▶ _WHAT YOU ARE ASKED TO DO_
An exact copy of the records below is required, and it must contain no pictures.

▶ _TASK MATERIAL_

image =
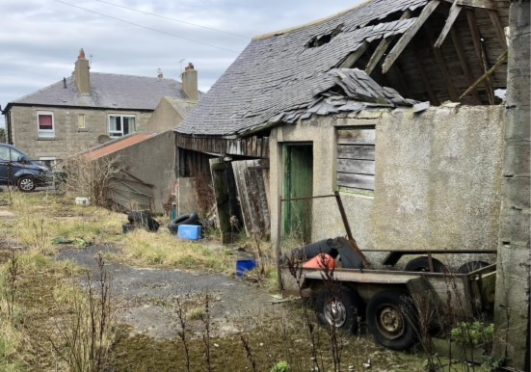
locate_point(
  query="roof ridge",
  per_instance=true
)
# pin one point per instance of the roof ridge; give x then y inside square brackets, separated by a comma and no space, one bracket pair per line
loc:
[311,23]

▶ _EXPECTED ANSWER_
image =
locate_point(
  query="roof ridge",
  per_instance=true
)
# pin one point per instance of the roof ridge; give x then y inside square brackets, separated by a comma and no space, one bracket pair per line
loc:
[311,23]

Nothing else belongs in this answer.